----- Passage cité -----
Le gouvernement actuel saura, on doit le croire, répudier des traditions également dangereuses. À l’exemple de l’empire, il ne verra pas dans le prêtre un simple commissaire de police pour les consciences ; et comme le régime auquel il succède, il n’aspirera pas à transformer le clergé en un instrument dynastique. Ce gouvernement ne demandera pas à l’évêque de déserter la demeure du pauvre pour devenir l’habitué du palais des rois, et se bornant à réclamer des chefs de la hiérarchie religieuse ces hommages publics qui constatent aux yeux des peuples une respectueuse déférence envers les pouvoirs de l’état, il ne recommencera pas une tentative imprudente autant que vaine. C’est en renonçant à faire des membres du clergé des courtisans ou des esclaves, qu’il peut donner à la religion toute la mesure de sa force, et en assurer le bénéfice à la société comme à lui-même.
-----
▶ _Consigne donnée 1_
Recopiez fidèlement le passage sur le gouvernement et le clergé, en commençant à « Le gouvernement actuel » et en terminant à « comme à lui-même. ».
----- Lignes de données -----
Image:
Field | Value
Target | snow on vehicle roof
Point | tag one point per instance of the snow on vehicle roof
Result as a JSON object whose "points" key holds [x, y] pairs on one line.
-----
----- Lignes de données -----
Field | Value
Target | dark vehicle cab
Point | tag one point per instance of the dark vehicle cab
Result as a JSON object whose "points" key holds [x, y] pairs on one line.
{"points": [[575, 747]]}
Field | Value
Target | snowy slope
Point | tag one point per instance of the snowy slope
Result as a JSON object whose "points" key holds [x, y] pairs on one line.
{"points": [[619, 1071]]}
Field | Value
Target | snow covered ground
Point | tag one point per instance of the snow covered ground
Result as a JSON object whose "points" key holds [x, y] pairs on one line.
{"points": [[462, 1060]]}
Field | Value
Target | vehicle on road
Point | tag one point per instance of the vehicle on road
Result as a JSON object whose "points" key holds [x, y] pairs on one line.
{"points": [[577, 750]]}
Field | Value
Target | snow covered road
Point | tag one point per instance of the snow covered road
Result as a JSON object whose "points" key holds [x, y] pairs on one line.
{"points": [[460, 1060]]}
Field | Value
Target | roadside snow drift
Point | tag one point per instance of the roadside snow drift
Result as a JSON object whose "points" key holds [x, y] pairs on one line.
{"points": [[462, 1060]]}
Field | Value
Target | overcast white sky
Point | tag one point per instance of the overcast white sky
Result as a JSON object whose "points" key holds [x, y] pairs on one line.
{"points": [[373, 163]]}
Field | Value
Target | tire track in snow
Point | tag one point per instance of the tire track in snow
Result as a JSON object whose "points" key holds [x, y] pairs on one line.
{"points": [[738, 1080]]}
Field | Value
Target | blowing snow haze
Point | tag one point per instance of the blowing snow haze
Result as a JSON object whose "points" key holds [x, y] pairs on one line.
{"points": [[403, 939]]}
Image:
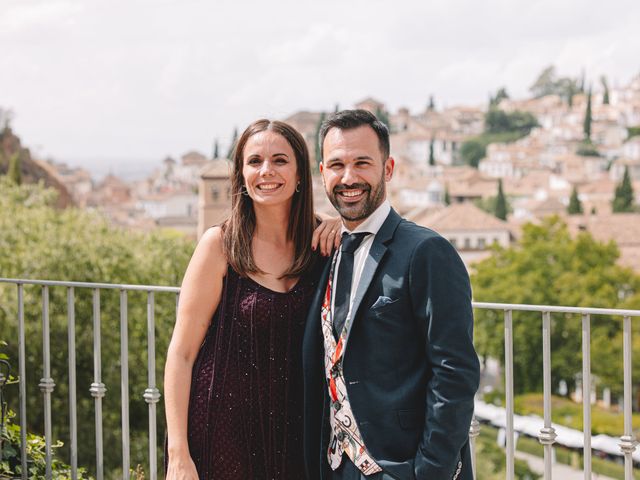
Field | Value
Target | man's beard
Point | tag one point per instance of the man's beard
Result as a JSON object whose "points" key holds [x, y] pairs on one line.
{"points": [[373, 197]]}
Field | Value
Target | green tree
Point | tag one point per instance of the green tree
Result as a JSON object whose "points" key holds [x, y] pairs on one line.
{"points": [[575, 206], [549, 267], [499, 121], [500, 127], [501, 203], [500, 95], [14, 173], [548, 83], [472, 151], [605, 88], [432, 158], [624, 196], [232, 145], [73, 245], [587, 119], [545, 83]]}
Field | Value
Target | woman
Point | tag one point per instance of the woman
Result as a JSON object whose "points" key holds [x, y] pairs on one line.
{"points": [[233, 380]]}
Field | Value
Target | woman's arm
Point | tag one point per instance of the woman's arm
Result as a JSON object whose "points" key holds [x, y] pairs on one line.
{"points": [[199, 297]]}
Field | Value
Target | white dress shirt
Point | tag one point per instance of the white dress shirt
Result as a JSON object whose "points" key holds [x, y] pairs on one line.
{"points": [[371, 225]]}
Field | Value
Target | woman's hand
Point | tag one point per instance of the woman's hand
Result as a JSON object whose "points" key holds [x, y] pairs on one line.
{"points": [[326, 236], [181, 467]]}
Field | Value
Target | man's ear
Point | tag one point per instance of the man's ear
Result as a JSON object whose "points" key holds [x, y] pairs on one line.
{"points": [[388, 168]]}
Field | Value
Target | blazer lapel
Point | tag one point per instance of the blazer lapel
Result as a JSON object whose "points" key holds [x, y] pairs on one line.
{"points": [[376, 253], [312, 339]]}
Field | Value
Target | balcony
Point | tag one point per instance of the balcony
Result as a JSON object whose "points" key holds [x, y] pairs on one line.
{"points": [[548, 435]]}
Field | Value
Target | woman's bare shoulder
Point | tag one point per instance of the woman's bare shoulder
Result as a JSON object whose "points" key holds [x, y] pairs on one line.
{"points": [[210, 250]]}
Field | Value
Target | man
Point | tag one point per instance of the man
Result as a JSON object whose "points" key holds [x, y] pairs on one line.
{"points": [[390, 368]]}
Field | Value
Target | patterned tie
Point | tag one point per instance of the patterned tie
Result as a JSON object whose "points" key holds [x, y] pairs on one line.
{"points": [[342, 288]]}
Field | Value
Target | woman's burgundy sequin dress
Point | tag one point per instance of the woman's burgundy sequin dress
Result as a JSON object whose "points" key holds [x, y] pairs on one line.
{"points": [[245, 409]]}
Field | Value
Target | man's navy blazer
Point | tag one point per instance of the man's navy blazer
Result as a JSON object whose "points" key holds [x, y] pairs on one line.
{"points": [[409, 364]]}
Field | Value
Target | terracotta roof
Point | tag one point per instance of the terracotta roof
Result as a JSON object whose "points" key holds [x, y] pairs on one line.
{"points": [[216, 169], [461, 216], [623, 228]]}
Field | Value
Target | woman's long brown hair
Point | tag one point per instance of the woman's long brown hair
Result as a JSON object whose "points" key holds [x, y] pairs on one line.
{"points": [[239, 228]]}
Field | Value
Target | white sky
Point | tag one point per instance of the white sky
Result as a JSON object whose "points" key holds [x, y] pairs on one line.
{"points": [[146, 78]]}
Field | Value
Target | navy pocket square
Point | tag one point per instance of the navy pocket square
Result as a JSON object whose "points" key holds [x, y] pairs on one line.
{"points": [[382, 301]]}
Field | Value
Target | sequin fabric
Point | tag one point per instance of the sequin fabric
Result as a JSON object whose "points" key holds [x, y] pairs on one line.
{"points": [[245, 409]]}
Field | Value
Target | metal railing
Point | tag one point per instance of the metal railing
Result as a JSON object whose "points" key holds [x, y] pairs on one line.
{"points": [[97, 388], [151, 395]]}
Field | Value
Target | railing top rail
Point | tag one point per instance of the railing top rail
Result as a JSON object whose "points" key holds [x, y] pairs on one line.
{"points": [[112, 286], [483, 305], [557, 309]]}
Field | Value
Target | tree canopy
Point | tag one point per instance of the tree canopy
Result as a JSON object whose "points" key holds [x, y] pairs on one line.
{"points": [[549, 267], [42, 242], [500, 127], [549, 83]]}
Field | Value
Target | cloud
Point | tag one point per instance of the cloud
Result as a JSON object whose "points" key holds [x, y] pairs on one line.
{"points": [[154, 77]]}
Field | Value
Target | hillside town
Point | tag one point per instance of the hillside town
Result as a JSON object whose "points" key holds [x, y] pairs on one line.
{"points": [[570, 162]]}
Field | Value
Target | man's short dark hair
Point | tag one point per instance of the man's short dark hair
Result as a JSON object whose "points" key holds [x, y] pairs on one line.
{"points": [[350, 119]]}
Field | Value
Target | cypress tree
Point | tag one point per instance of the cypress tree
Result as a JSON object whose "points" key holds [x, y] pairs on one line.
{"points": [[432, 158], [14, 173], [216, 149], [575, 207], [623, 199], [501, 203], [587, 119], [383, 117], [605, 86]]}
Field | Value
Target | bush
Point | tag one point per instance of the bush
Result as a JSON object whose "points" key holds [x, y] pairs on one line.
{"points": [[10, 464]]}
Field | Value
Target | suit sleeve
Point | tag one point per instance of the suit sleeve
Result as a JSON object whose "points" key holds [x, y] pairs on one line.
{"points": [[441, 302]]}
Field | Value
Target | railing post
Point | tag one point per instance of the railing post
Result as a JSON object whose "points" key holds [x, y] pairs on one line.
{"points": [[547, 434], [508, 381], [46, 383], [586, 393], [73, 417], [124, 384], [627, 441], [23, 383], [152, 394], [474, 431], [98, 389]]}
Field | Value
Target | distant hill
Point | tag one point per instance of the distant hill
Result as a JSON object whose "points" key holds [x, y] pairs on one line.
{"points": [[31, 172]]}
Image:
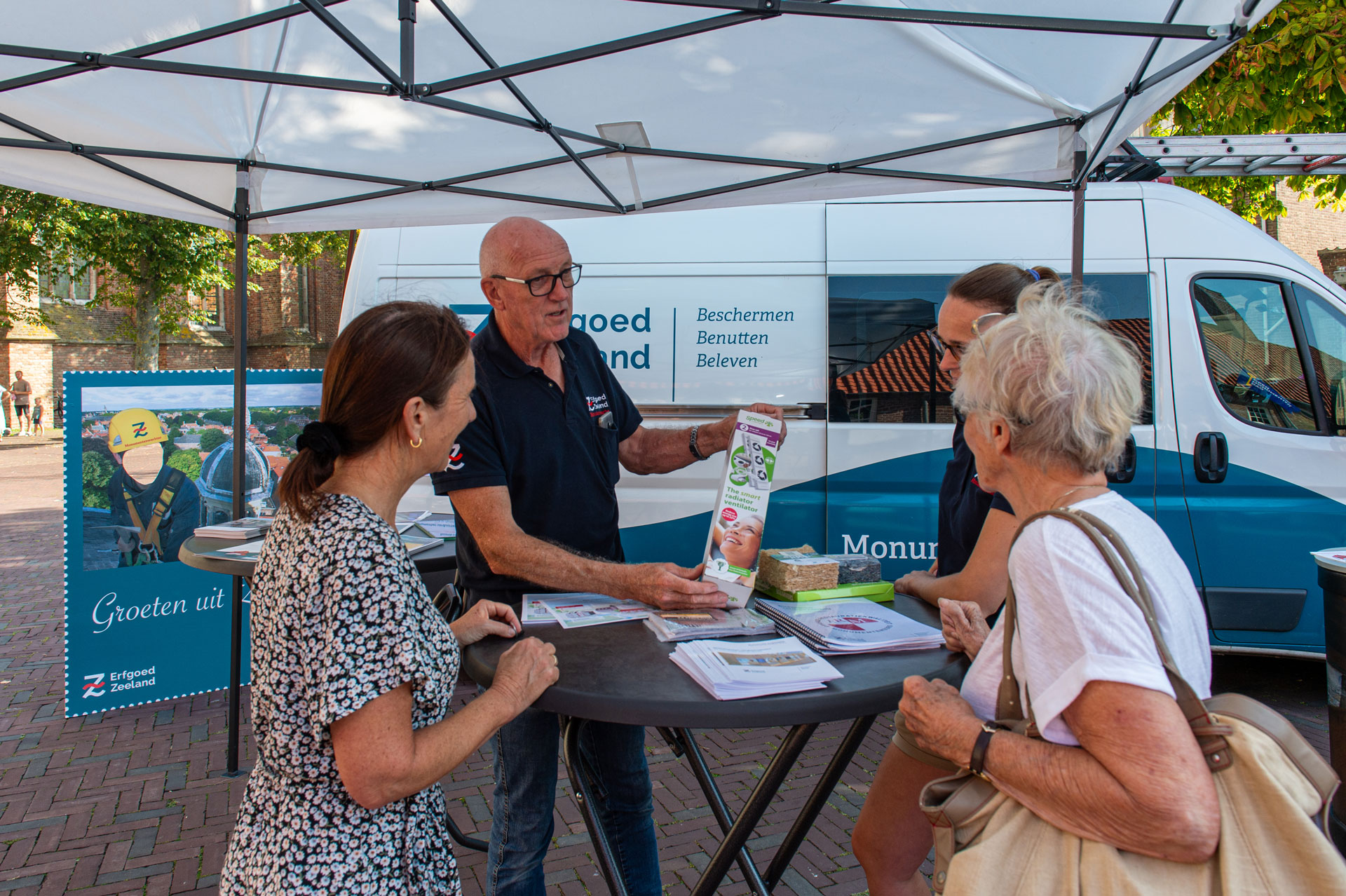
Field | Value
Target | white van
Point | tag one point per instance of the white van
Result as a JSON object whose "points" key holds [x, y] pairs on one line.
-----
▶ _Consigne donnée 2_
Combien de lignes du listing contiennent la chaîne « shirt », en tenant compte de la casse ? Répondez uniquement par le nombre.

▶ _Réponse finale 1_
Le gouvernement actuel saura, on doit le croire, répudier des traditions également dangereuses. À l’exemple de l’empire, il ne verra pas dans le prêtre un simple commissaire de police pour les consciences ; et comme le régime auquel il succède, il n’aspirera pas à transformer le clergé en un instrument dynastique. Ce gouvernement ne demandera pas à l’évêque de déserter la demeure du pauvre pour devenir l’habitué du palais des rois, et se bornant à réclamer des chefs de la hiérarchie religieuse ces hommages publics qui constatent aux yeux des peuples une respectueuse déférence envers les pouvoirs de l’état, il ne recommencera pas une tentative imprudente autant que vaine. C’est en renonçant à faire des membres du clergé des courtisans ou des esclaves, qu’il peut donner à la religion toute la mesure de sa force, et en assurer le bénéfice à la société comme à lui-même.

▶ _Réponse finale 2_
2